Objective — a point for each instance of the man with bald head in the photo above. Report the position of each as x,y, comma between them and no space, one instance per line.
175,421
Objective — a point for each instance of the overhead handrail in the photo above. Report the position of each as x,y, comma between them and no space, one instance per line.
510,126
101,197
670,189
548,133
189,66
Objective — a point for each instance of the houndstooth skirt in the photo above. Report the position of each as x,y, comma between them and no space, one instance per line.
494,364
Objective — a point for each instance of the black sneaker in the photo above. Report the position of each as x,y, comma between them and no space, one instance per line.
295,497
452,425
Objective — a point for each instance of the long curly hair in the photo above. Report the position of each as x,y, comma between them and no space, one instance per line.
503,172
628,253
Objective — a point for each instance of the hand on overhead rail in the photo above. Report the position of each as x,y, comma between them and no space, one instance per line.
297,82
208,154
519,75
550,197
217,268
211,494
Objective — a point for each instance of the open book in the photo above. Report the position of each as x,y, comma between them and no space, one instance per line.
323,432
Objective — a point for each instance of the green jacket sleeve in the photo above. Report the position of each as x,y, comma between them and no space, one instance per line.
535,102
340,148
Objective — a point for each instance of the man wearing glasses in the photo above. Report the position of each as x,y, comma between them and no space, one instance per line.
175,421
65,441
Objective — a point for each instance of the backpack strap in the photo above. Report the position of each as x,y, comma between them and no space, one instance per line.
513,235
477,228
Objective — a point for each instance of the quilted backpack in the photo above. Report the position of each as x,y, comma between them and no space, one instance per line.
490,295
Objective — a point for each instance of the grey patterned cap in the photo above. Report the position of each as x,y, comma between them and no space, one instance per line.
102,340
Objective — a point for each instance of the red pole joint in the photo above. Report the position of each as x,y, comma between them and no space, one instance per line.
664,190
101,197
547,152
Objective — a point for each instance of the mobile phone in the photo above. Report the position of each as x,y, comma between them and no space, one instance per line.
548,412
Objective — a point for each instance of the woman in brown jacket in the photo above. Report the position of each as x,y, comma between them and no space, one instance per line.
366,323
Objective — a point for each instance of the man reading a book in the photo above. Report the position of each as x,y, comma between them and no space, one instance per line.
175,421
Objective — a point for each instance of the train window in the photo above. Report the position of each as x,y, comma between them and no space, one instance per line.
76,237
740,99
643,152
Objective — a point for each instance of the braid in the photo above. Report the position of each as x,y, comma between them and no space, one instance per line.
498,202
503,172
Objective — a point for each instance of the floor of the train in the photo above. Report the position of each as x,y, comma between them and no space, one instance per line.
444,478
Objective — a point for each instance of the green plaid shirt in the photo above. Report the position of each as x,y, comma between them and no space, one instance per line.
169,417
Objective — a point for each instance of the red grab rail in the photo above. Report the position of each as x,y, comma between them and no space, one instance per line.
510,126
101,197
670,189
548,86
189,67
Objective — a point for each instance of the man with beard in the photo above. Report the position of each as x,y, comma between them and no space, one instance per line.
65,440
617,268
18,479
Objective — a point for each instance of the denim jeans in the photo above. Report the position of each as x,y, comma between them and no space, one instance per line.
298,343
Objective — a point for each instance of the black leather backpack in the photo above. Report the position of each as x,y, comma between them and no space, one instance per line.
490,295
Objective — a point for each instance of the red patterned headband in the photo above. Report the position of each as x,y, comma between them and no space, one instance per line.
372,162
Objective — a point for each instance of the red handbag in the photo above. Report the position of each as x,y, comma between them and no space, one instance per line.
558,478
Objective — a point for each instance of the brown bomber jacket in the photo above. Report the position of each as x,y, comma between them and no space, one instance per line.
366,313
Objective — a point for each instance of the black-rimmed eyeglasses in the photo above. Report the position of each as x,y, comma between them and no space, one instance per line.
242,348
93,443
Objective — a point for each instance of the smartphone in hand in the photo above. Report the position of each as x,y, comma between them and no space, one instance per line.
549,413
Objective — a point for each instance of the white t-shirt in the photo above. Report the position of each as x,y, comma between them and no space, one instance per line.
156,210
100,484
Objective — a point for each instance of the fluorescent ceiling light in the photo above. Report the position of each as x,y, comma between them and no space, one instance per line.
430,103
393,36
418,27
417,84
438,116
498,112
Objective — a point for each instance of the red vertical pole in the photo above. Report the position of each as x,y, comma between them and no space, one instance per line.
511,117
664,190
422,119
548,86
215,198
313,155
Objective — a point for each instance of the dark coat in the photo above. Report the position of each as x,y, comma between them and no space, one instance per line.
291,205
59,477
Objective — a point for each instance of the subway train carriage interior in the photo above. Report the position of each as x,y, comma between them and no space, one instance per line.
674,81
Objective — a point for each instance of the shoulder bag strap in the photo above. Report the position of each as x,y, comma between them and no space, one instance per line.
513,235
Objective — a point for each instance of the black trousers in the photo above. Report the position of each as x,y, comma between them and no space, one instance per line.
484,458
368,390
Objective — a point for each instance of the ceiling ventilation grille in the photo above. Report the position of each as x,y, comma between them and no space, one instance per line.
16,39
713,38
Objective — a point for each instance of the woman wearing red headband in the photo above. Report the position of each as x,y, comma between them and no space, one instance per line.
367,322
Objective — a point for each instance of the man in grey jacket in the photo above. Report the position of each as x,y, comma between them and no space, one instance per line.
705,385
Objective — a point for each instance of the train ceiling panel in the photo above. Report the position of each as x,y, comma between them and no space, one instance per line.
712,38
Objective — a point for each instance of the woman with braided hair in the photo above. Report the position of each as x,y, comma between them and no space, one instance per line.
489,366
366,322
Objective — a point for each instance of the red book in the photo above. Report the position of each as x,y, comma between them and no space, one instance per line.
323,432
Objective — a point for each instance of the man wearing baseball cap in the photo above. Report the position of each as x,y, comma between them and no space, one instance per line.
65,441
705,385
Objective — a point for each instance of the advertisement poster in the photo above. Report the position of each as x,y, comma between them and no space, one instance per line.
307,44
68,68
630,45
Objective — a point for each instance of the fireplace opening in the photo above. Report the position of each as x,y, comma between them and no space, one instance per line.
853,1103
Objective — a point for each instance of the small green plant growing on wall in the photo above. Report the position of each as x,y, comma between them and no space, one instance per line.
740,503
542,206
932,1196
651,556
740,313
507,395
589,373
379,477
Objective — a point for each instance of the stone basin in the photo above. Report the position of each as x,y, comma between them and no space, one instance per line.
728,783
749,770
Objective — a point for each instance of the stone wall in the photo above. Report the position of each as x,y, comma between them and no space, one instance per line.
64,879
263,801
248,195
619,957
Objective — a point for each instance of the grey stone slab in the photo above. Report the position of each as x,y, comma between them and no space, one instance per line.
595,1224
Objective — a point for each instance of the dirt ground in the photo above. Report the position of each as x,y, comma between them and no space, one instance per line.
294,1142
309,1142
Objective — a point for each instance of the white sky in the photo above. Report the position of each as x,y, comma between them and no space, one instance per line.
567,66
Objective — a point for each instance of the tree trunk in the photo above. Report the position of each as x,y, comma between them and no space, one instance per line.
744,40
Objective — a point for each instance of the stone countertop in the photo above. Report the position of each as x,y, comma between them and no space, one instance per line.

Task details: Extract all of the data exactly as written.

Solution to the exercise:
Objective — a point for each instance of the man with bald head in the photo above. Report the position of each as x,y, comma between them and no space, one instance per line.
175,421
Objective — a point for each instance of the overhead handrail in the photo above. Report the position of each as x,y, comma between them and no space, one instance per line.
510,126
101,197
670,189
548,133
189,66
Objective — a point for each instance of the houndstooth skirt in the photo above. Report the position of each as x,y, comma between them and no space, one instance per line.
494,364
Objective — a point for each instance of the black sneaker in the photo above. Report the position of each as x,y, comma between them and no space, one instance per line.
295,497
452,425
Objective — a point for each instance of the long curly hair in the photo above. Report the position of each as x,y, comma between them and no space, one instance per line.
503,172
628,253
Objective — a point for each instance of the hand on overhead rail in the photo above. Report the position of each as x,y, comma between them and no space, one instance per line.
297,82
208,154
519,75
550,197
217,268
211,494
Objective — a point for each instance of the open book in the photo above. Report the position of each as x,y, comma between them and no space, one instance per line.
323,432
Objective — a point for each instance of the green jacket sleeve in the photo above. Report the position of each as x,y, comma between them and no space, one instance per line.
535,102
340,148
Objective — a point for each instance of the man wearing glasses in the photo above. Report the position of each as x,y, comma between them and no space, one instance per line.
175,421
65,441
Objective — a point for each instance of the backpack strap in the photo above. Report the position of each as x,y, comma between them and no space, one instance per line.
513,235
477,228
Objective — a point for each instance of the quilted backpack in the photo above. Report the position of each as x,y, comma between them and no space, one instance per line.
490,295
Objective — a point for each instance of the grey patterned cap in the photo above. Report the position of each as x,y, comma between them and no space, one instance per line.
102,340
Objective — a point for each instance of the red pole joint in the photo above. Report the position of each as x,y, comma between them and no space, one instance per line.
664,190
101,197
547,152
Objective — a point for each instance of the mobile phone in the photo above. Report the position of each as x,y, comma between them and no space, one instance per line.
548,412
Objective — a point for each instance of the woman in brown jacket in the photo above. Report the position of each as x,y, comma between them and no space, one instance per line.
366,323
Objective — a point for each instance of the man reading a book in the photo above. Report the position of each as x,y, comma between them and no space, one instance per line.
175,421
Objective — a point for each instance of the train window in the photo above. Report the position of each as x,y, comma between them and no space, one instance per line.
76,237
740,99
643,152
Objective — a point for each instance of the braid in the photo above. Report the position of each as x,y, comma between them and no space, one instance per line.
498,202
503,172
Objective — a point for each instance of the floor of the train in the photo above. Report the position of each as x,y, comma between them and no space, one instance per line.
444,478
Objective — a point for each instance of the green plaid shirt in the photo above. Report the position of each as x,y, comma between them and no space, one instance per line.
169,417
Objective — a point for each instance of the red grab rail in the photo above. Report the position of each as x,y, comma between them and no space, one instance per line.
510,126
101,197
670,189
548,86
189,67
Objective — a point for each instance of the man with beard in the photo above. Report the position of each as x,y, comma between them and no space, one instance per line.
65,440
617,268
18,479
Objective — a point for each instance of the denim jeans in the photo above. Report the position of each as x,y, comma between them and no space, one instance per line.
298,343
Objective — a point for each instance of the black leather backpack in the photo above. Report the position of each as x,y, comma between them and no space, one instance per line.
490,295
Objective — a point for each instance of the red patterned headband in the photo above. Report the position of each as x,y, comma between them and no space, one instance per line.
372,162
Objective — a point for each instance of the red handbag in the photo above. Report the position of each as x,y, comma between them and no space, one instance per line.
558,478
Objective — a point for each instance of the brown bomber jacket in the photo above. Report the position of each as x,y, comma between them and no space, one instance per line.
366,313
Objective — a point for each instance of the black-rimmed eyeglasses in the photo above. Report the position of each as x,y, comma between them and no space, one instance per line.
242,348
93,443
Objective — a point for each instance of the smartphone in hand in the photo above. Report the position of each as x,y, comma between them and no space, one instance per line.
549,413
Objective — a point for each instance of the white t-shirt in the photo above. Report the position of each as x,y, comma between them and no space, one instance per line.
156,210
100,484
Objective — a point for each instance of the fluorescent ceiling light in the photo above. Report the position of each as x,y, comma between them and no space, one instance per line.
430,103
393,36
418,27
417,84
438,116
498,112
Objective — a point for each instance of the red vertical pole in the photo above. Report the position of each as x,y, comma between them and no space, one instance per line.
511,117
664,190
422,119
548,86
215,198
313,155
Objective — a point for each instance of the dark coat in the photo above. Report the position of each as x,y, comma between them and no space, one instance per line.
291,205
59,477
Objective — a point for each instance of the subway train carriage interior in the photo above. Report the position of each as x,y, comma between them and no space, one instance per line.
674,81
Objective — a point for each instance of the shoulder bag strap in the photo above. Report the position of each as x,y, comma between them and no space, one instance per line.
513,235
Objective — a point for each instance of the black trousers in the photo above. Report the position of each as x,y, comma between them and no space, one instance per line.
484,458
368,390
Objective — a point for each instance of the ceiling ventilation grille in the photo above. Report the position of each as x,y, comma between them and no space, one instance per line.
16,39
713,38
Objective — a point for each instance of the woman wearing red headband in the photo above. Report the position of each as x,y, comma between them and no space, one instance per line.
367,322
Objective — a point for each instance of the man in grey jacket in the photo above. Report the position of each as x,y, comma between them and no space, one instance per line.
705,385
Objective — a point for each instance of the train ceiling panel in the photo above. Report the position of each as x,y, comma between them and no space, one instance per line.
712,38
Objective — a point for each instance of the woman with braided hair in the photo above. Report the position of each as x,y, comma between them and no space, one instance per line.
489,366
366,322
Objective — a point for each instance of the red book in the photo above. Report the position of each as x,y, comma between them and no space, one instance per line.
323,432
Objective — a point for each instance of the man wearing baseball cap in the photo above. Report the position of each as x,y, comma between them and no space, one instance per line.
65,441
705,385
Objective — a point for each instance of the advertisement poster in the photo above. Report the position of each as x,y, comma between them and no space, one instance per line.
307,44
68,68
630,45
Objective — a point for each instance of the fireplace opening in the photo above. Report the position of each as x,y, comma between them and no space, one instance per line.
853,1103
Objective — a point for each instance of the small green plant growing on wall in the photo above. Report the position of each as x,y, comma between them and no space, one instance per line.
740,503
542,206
932,1196
651,556
740,313
507,395
589,373
379,477
Objective — a point for each instance of the stone basin in the photo above. Report the position of each as x,y, comma between them and no space, one instance per line.
728,783
749,770
Objective — a point for each instance of the stone wall in the photo above. Report the position of each as x,y, comma between them and no space, one instance per line.
64,879
263,801
248,195
619,957
Objective — a point for each instance of the grey stone slab in the photo above. Report the position of each as x,y, comma between them and no space, one instance per line.
595,1224
Objective — a point for each instance of the dirt ground in the photo above. Report the position of each as x,y, comma between them and no space, one instance per line.
294,1142
309,1142
Objective — a point for each instance of the white sky in the photo above. Report the position of each as x,y, comma between them and no space, one instance per line.
567,66
Objective — a point for each instance of the tree trunk in the photo above. Report the position of each as x,y, comma between them and no space, one instance per line.
744,40
Objective — a point for each instance of the stone countertop in the photo above. Report the position of each as x,y, comma between them and no space, one instance per line.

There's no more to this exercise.